## Input material

◆ ◆ ◆

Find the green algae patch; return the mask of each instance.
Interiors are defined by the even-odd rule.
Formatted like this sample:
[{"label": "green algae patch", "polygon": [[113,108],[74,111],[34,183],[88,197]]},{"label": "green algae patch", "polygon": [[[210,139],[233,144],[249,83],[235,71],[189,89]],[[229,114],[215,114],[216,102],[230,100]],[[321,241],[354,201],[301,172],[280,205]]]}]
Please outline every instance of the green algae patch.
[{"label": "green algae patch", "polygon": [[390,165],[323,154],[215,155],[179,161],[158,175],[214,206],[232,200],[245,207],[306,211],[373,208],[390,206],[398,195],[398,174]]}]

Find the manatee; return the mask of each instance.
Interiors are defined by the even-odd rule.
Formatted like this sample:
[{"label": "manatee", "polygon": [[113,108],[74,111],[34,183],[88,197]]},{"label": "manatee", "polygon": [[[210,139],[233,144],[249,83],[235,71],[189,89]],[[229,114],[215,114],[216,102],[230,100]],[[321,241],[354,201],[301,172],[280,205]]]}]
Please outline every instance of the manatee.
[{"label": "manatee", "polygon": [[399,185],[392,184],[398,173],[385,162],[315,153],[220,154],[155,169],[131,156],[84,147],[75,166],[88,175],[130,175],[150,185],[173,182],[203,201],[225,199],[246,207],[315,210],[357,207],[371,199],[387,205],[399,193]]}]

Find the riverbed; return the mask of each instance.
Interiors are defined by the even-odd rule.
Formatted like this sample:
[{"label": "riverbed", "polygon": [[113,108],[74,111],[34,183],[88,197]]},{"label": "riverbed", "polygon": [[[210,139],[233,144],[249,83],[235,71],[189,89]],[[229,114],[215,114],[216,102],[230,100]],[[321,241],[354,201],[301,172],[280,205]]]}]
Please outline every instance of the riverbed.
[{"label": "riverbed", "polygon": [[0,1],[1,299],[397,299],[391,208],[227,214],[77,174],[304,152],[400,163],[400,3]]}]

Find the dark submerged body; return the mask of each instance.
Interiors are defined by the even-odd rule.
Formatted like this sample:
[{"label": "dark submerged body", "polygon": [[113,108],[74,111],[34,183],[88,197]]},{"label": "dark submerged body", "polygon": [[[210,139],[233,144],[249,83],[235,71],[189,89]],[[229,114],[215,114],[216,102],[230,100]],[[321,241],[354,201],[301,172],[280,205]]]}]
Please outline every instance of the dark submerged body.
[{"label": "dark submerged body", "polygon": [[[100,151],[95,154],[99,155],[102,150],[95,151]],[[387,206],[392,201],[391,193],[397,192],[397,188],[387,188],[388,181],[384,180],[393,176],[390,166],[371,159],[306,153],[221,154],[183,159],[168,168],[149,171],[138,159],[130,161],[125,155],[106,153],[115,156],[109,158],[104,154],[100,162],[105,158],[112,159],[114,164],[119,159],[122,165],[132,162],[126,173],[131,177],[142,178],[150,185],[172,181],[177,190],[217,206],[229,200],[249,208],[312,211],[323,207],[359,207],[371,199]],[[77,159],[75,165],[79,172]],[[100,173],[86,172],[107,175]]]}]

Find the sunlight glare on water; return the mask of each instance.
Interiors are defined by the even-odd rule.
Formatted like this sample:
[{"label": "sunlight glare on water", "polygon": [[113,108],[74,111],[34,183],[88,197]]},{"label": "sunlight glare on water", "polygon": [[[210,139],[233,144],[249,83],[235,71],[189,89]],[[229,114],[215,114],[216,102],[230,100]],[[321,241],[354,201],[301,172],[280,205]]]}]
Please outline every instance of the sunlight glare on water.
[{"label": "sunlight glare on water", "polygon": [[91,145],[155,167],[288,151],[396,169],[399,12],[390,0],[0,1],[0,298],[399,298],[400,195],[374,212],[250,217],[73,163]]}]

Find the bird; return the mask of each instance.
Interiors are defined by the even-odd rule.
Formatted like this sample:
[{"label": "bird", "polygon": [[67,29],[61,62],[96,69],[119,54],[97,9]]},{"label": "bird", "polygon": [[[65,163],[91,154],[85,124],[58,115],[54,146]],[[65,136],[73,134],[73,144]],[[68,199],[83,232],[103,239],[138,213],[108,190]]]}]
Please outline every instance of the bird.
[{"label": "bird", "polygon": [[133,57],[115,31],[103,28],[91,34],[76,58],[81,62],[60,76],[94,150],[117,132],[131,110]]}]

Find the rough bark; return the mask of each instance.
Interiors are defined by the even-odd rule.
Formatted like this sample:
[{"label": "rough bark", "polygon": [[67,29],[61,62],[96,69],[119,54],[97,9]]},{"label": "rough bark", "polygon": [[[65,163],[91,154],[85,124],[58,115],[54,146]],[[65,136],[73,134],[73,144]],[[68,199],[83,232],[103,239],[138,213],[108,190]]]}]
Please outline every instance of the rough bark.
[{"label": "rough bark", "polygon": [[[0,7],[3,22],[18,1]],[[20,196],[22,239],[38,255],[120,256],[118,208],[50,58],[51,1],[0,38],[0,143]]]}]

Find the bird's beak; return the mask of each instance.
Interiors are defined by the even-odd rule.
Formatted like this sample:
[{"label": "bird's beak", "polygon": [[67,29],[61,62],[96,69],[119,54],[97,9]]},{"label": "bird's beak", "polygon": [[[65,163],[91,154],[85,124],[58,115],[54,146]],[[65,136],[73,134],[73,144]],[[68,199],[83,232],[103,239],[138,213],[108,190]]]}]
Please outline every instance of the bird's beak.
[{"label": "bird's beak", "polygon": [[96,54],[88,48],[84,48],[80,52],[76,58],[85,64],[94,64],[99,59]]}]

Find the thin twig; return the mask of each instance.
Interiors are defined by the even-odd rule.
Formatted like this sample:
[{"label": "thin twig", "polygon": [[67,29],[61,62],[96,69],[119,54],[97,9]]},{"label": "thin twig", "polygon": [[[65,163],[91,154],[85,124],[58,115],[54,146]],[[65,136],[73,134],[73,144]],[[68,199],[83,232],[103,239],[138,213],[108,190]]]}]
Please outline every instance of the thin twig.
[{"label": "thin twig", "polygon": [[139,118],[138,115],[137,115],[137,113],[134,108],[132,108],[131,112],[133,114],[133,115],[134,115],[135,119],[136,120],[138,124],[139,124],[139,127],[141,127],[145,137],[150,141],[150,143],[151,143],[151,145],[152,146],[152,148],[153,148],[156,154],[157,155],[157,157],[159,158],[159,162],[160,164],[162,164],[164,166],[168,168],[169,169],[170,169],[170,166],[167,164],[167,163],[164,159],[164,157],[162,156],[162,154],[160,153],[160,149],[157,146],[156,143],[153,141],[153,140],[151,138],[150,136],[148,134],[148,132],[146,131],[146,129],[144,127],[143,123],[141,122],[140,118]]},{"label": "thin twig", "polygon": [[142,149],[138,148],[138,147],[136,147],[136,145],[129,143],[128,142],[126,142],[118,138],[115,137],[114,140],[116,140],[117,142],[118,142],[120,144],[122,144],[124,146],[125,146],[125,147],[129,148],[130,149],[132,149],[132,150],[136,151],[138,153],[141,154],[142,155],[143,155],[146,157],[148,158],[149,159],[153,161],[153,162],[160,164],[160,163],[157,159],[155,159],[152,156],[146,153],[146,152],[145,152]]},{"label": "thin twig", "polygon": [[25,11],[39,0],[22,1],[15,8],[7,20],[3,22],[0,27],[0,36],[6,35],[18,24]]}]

◆ ◆ ◆

Copy every line above character for character, with nothing changed, added, or left out.

## Completed task
Find the green algae patch; return the mask of each instance.
Interiors are defined by the even-odd rule.
Formatted like this sample:
[{"label": "green algae patch", "polygon": [[113,108],[74,111],[34,183],[88,197]]},{"label": "green algae patch", "polygon": [[[210,139],[233,144],[249,83],[235,71],[189,89]],[[229,114],[215,114],[216,102],[230,100]],[[321,241],[354,201],[301,172],[280,205]]]}]
Please outline every instance of the green algae patch.
[{"label": "green algae patch", "polygon": [[390,165],[323,154],[215,155],[179,161],[158,175],[214,206],[232,200],[245,207],[306,211],[373,208],[390,206],[398,195],[398,174]]}]

Find the manatee; return the mask of each instance.
Interiors are defined by the even-odd rule.
Formatted like this sample:
[{"label": "manatee", "polygon": [[113,108],[74,111],[34,183],[88,197]]},{"label": "manatee", "polygon": [[[210,139],[233,144],[249,83],[235,71],[189,89]],[[229,114],[215,114],[216,102],[230,100]],[[321,241],[354,201],[301,172],[280,205]]]}]
Please outline every instance of the manatee.
[{"label": "manatee", "polygon": [[399,185],[392,184],[398,173],[385,162],[315,153],[220,154],[155,169],[131,156],[84,147],[75,166],[88,175],[130,175],[150,185],[173,182],[203,201],[225,199],[246,207],[315,210],[357,207],[371,199],[387,205],[399,193]]}]

Find the riverbed; return the mask of each instance.
Interiors are defined by the even-odd rule.
Formatted like this sample:
[{"label": "riverbed", "polygon": [[113,108],[74,111],[34,183],[88,197]]},{"label": "riverbed", "polygon": [[[210,139],[233,144],[249,83],[235,71],[189,89]],[[229,114],[215,114],[216,102],[230,100]],[[321,241],[354,201],[301,172],[280,205]]]}]
Please outline every instance of the riverbed.
[{"label": "riverbed", "polygon": [[0,1],[1,299],[397,299],[391,208],[227,214],[77,174],[304,152],[400,163],[400,3]]}]

Find the dark submerged body; return the mask of each instance.
Interiors are defined by the even-odd rule.
Formatted like this sample:
[{"label": "dark submerged body", "polygon": [[113,108],[74,111],[34,183],[88,197]]},{"label": "dark submerged body", "polygon": [[[210,139],[233,144],[249,83],[235,71],[189,89]],[[229,114],[215,114],[216,102],[230,100]],[[321,241],[354,201],[301,172],[280,205]]]}]
Please outline every instance of the dark submerged body.
[{"label": "dark submerged body", "polygon": [[[100,151],[95,154],[99,155],[102,150],[95,151]],[[387,206],[392,201],[391,193],[397,192],[397,188],[387,188],[388,181],[384,180],[393,176],[390,166],[371,159],[306,153],[221,154],[183,159],[168,168],[149,171],[138,159],[130,161],[125,155],[106,153],[115,156],[109,158],[104,154],[100,162],[105,158],[112,159],[114,164],[119,159],[122,165],[132,162],[126,173],[131,177],[142,178],[150,185],[172,181],[177,190],[217,206],[229,200],[249,208],[312,211],[323,207],[359,207],[371,199]],[[77,159],[75,165],[79,172]],[[100,173],[86,172],[107,175]]]}]

Find the sunlight glare on water; return the mask of each instance.
Interiors are defined by the even-odd rule.
Formatted like this sample:
[{"label": "sunlight glare on water", "polygon": [[113,108],[74,111],[34,183],[88,197]]},{"label": "sunlight glare on water", "polygon": [[[210,139],[233,144],[249,83],[235,71],[189,89]],[[229,114],[215,114],[216,102],[230,100]],[[321,241],[354,201],[301,172],[280,205]]]}]
Please outline every instance of the sunlight glare on water.
[{"label": "sunlight glare on water", "polygon": [[91,145],[155,167],[288,151],[396,169],[399,12],[390,0],[0,1],[0,298],[399,298],[400,195],[374,212],[250,217],[73,163]]}]

Find the bird; return the mask of each instance.
Interiors are defined by the even-odd rule.
Formatted like this sample:
[{"label": "bird", "polygon": [[67,29],[61,62],[96,69],[119,54],[97,9]]},{"label": "bird", "polygon": [[[65,163],[91,154],[85,124],[58,115],[54,146]],[[65,136],[73,134],[73,144]],[[68,199],[83,232],[103,239],[138,213],[108,190]]]}]
Please outline every instance of the bird.
[{"label": "bird", "polygon": [[133,57],[115,31],[103,28],[91,34],[76,58],[81,62],[60,76],[94,150],[117,132],[131,110]]}]

Find the rough bark; return the mask of each instance.
Interiors are defined by the even-odd rule.
Formatted like this sample:
[{"label": "rough bark", "polygon": [[67,29],[61,62],[96,69],[119,54],[97,9]]},{"label": "rough bark", "polygon": [[[65,163],[91,154],[85,124],[58,115],[54,146]],[[65,136],[73,134],[73,144]],[[68,199],[83,232],[103,239],[138,213],[108,190]]]}]
Please outline every instance of the rough bark.
[{"label": "rough bark", "polygon": [[[0,7],[3,22],[18,1]],[[20,196],[22,239],[38,255],[120,256],[118,208],[50,58],[51,1],[0,38],[0,143]]]}]

Find the bird's beak; return the mask of each instance.
Interiors are defined by the even-odd rule.
Formatted like this sample:
[{"label": "bird's beak", "polygon": [[67,29],[61,62],[96,69],[119,54],[97,9]]},{"label": "bird's beak", "polygon": [[[65,163],[91,154],[85,124],[58,115],[54,146]],[[65,136],[73,134],[73,144]],[[68,199],[83,232],[103,239],[138,213],[108,190]]]}]
Please outline every instance of the bird's beak.
[{"label": "bird's beak", "polygon": [[96,54],[88,48],[84,48],[80,52],[76,58],[85,64],[94,64],[99,59]]}]

Find the thin twig; return the mask of each instance.
Interiors are defined by the even-odd rule.
Formatted like this sample:
[{"label": "thin twig", "polygon": [[67,29],[61,62],[96,69],[119,54],[97,9]]},{"label": "thin twig", "polygon": [[[65,163],[91,154],[85,124],[58,115],[54,146]],[[65,136],[73,134],[73,144]],[[68,199],[83,232],[103,239],[138,213],[108,190]]]}]
Please outline every instance of the thin twig.
[{"label": "thin twig", "polygon": [[139,118],[138,115],[137,115],[137,113],[134,108],[132,108],[131,112],[133,114],[133,115],[134,115],[135,119],[136,120],[138,124],[139,124],[139,127],[141,127],[145,137],[150,141],[150,143],[151,143],[151,145],[152,146],[152,148],[153,148],[156,154],[157,155],[157,157],[159,158],[159,162],[160,164],[162,164],[164,166],[168,168],[169,169],[170,169],[170,166],[167,164],[167,163],[164,159],[164,157],[162,156],[162,154],[160,153],[160,149],[157,146],[156,143],[153,141],[153,140],[151,138],[150,136],[148,134],[148,132],[146,131],[146,129],[144,127],[143,123],[141,122],[140,118]]},{"label": "thin twig", "polygon": [[142,149],[138,148],[138,147],[136,147],[136,145],[129,143],[128,142],[126,142],[118,138],[115,137],[114,140],[116,140],[117,142],[118,142],[120,144],[122,144],[124,146],[125,146],[125,147],[129,148],[130,149],[132,149],[132,150],[136,151],[138,153],[141,154],[142,155],[143,155],[146,157],[148,158],[149,159],[153,161],[153,162],[160,164],[160,163],[157,159],[155,159],[152,156],[146,153],[146,152],[145,152]]},{"label": "thin twig", "polygon": [[25,11],[39,0],[22,1],[15,8],[7,20],[3,22],[0,27],[0,36],[6,35],[18,24]]}]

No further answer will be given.